§ **DATASET ENTRIES**
------------

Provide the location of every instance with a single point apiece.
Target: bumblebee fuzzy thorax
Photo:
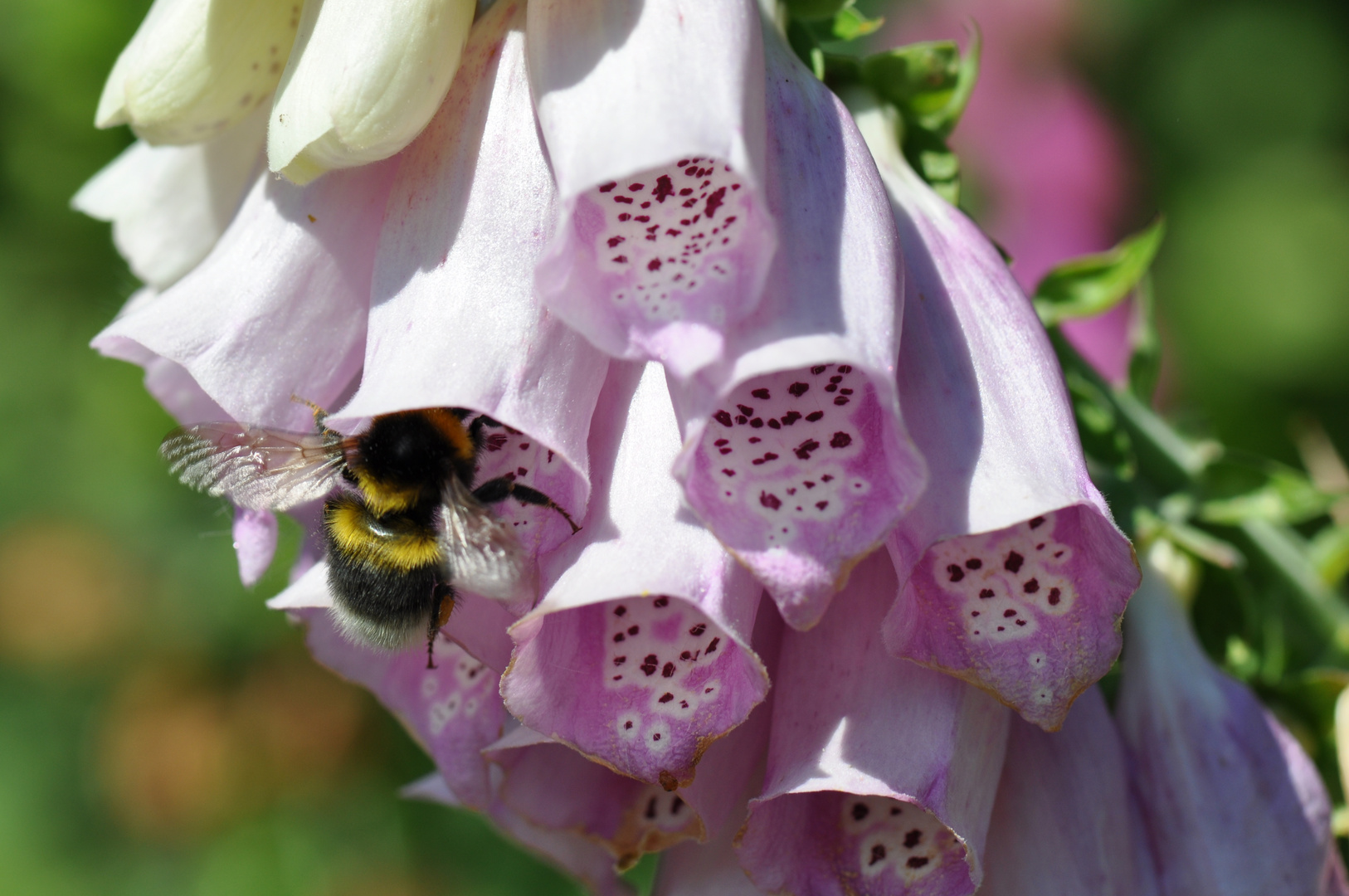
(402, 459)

------------

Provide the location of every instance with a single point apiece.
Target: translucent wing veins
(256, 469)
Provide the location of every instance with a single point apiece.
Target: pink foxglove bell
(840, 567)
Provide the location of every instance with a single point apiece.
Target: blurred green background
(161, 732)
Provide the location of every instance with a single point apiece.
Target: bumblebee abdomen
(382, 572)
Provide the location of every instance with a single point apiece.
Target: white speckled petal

------------

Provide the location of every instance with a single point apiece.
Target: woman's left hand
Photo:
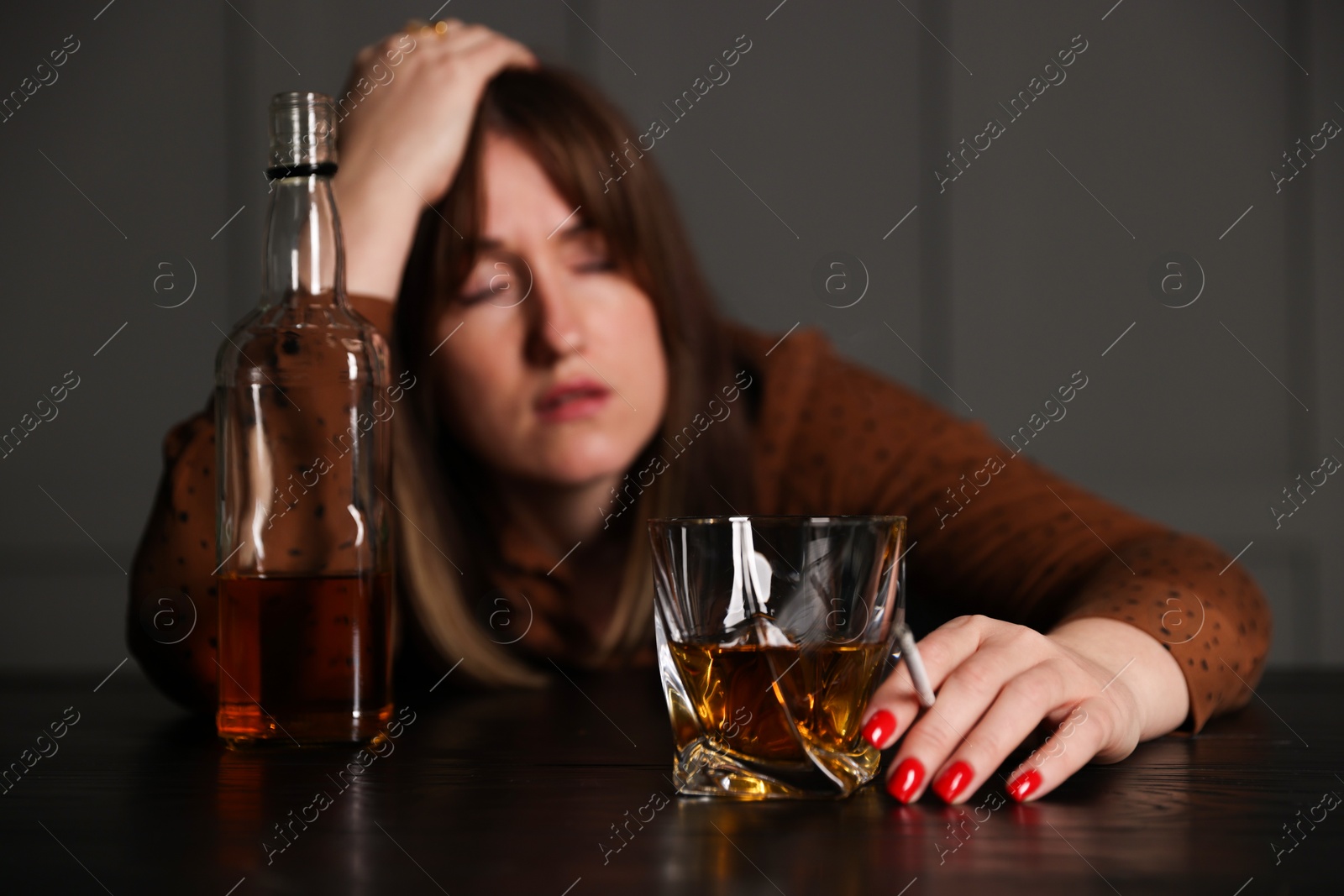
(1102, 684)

------------

§ **REQUIREMENT**
Which lines of the records contain the word "Target", matched case-sensitively? Gather all of them and copy each line in full.

§ **WORKED ANSWER**
Target: bumblebee fuzzy thorax
Target: translucent wing veins
Target: pink foxglove bell
Target: blurred green background
Target: bumblebee abdomen
Target: white speckled petal
Target: woman's left hand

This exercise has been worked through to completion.